======== Belge metni ========
Cumhuriyet Halk Partisi (CHP) Kocaeli Milletvekili Nail Çiler, Kocaeli'nin Gebze, Darıca ve Dilovası ilçelerinde kısa süre içinde insanların hayatını kaybetmesiyle sonuçlanan bir dizi faciayı Türkiye Büyük Millet Meclisi (TBMM) kürsüsünden dile getirdi. Atatürk'ü vefatının 87 yılında anarak sözlerine başlayan Çiler, yaşananların kent güvenliği, işçi sağlığı ve insan hayatına verilen değerin aynası olduğunu belirterek, yetkili kurumları ihmal ve denetimsizlikle suçladı.
GEBZE CUMHURİYET BAŞSAVCILIĞI’NA SUÇ DUYURUSU BULUNDUM
Milletvekili Çiler, konuşmasında Gebze ve Darıca'daki doğalgaz patlamalarında 3 kişinin yaşamını yitirdiğini ve 50 kişinin yaralandığını hatırlattı. Ardından, 29 Ekim 2025'te Gebze-Darıca Metro inşaatı üzerinde çöken binada Bilir ailesinden 4 kişinin hayatını kaybettiğini, geriye sadece Dilara isimli kızlarının kaldığını söyledi. Olay sonrası 22 bina, 55 iş yeri ve 91 konutun tahliye edildiğini belirten Çiler, Meclis'e kurulsun dedikleri araştırma komisyonu talebinin reddedildiğini ve konunun aydınlatılması için Gebze Cumhuriyet Başsavcılığı’na bizzat suç duyurusunda bulunduğunu ifade etti.
======== Verilen malzeme ========
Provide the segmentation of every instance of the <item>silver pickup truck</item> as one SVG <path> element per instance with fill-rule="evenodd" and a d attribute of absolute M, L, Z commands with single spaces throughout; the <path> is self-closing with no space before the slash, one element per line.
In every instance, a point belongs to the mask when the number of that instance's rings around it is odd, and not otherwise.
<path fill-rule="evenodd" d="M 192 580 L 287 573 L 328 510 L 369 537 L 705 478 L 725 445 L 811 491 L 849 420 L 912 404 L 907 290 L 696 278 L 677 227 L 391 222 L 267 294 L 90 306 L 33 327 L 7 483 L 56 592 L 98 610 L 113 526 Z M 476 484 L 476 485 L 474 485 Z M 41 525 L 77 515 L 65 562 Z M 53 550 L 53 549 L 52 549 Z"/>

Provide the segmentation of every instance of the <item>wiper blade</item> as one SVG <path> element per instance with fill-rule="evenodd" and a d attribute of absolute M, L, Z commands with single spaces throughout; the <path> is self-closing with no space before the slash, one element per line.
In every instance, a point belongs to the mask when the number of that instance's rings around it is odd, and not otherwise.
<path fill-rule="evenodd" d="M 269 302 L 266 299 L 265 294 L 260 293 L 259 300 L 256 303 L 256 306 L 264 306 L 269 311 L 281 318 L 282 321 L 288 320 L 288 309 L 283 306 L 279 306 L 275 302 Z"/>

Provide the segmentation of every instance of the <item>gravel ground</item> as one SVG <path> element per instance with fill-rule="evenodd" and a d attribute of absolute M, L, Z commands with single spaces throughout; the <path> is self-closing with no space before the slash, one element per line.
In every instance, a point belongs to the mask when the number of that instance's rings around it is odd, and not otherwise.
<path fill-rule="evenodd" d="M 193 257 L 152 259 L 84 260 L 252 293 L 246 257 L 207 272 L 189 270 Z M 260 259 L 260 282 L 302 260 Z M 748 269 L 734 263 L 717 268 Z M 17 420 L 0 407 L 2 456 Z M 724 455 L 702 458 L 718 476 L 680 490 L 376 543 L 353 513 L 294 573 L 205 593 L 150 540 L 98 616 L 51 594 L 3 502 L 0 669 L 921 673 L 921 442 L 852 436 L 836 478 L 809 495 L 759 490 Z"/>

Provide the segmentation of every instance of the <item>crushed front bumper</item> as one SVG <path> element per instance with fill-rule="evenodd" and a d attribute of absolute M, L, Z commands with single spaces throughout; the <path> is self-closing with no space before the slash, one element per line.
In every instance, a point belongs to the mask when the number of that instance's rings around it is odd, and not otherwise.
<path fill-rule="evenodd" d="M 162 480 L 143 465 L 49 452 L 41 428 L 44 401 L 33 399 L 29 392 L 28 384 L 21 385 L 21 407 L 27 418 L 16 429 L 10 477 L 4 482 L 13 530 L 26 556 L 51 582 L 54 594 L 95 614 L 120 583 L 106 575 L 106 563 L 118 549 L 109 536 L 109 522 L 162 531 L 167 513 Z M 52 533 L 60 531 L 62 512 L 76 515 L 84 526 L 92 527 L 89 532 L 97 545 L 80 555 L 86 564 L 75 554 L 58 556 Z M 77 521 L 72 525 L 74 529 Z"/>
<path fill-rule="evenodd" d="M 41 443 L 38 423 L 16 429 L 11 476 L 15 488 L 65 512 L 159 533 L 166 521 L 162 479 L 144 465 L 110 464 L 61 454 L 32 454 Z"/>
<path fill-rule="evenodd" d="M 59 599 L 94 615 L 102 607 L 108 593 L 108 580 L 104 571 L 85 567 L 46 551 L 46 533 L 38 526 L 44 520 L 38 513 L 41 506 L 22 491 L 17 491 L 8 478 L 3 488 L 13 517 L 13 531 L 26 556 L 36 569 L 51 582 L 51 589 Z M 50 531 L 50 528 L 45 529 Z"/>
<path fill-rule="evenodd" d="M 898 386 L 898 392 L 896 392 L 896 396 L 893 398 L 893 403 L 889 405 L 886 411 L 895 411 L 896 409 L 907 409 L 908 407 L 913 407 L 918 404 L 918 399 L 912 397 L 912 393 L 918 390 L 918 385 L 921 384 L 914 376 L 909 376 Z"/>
========
§ Alıştırma yönergeleri:
[A] Kocaeli'deki facialarla ilgili habere göre, metro inşaatı üzerindeki binanın çökmesinin ardından hangi yapılardan kaçar tane tahliye edilmiş?
[B] Kocaeli'deki facialarla ilgili haberi son cümlesinin ardından devam ettirerek yazın.
Öğeler, metinden bağımsız ayrı bir malzemedir.

§ Yanıtlar:
[A] 22 bina, 55 iş yeri ve 91 konut.

[B]
BİR ANNENİN "KIZIMI KOKUSUNDAN TANIYAMADIM" FERYADI
Daha sonra 8 Kasım 2025 sabahı Dilovası’nda bir parfüm atölyesinde meydana gelen patlamaya değinen Çiler, ihmaller sonucu yaşanan bu olayda altı genç kadının hayatını kaybettiğini, yedi kişinin de ağır yaralı olduğunu açıkladı. Kaybettikleri canlara Allah'tan rahmet, yaralılara acil şifalar diledi. Olay yerinde geriye yanık duvarların, annesiz kalan çocukların ve evlatsız kalan annelerin kaldığını, bir annenin "Kızımı kokusundan tanıyamadım" şeklindeki feryadının Dilovası'ndan yükselen bir çığlık olduğunu dile getirdi.
ŞEHRİN GÖBEĞİNDEKİ KAÇAK İŞYERİ
Patlamada hayatını kaybeden Nisa Taşdemir (17), Tuğba Taşdemir (18), Cansu Esatoğlu (16), Esma Gikan, Hanım Gülek (52) ve Şengül Yılmaz'ın (55) isimlerini okuyan Çiler, 6331 sayılı İş Sağlığı ve Güvenliği Kanunu'na rağmen şehrin göbeğindeki bu kaçak işyerinin nasıl denetlenmediğini sordu. Okulda okuyan çocukların harçlığını kazanmak için kaçak olarak burada çalıştırıldığını, Sosyal Güvenlik Kurumu, İŞKUR ve Kaymakamlığın yanı başındaki bu yapıdan nasıl haberdar olunmadığını veya gereğinin neden yapılmadığını sorguladı. Çalışanların kimyasal madde bidonlarının arasında köle gibi çalıştırıldığı, sigortasız işçi ve çocukların çalıştırıldığı iddialarını gündeme taşıdı.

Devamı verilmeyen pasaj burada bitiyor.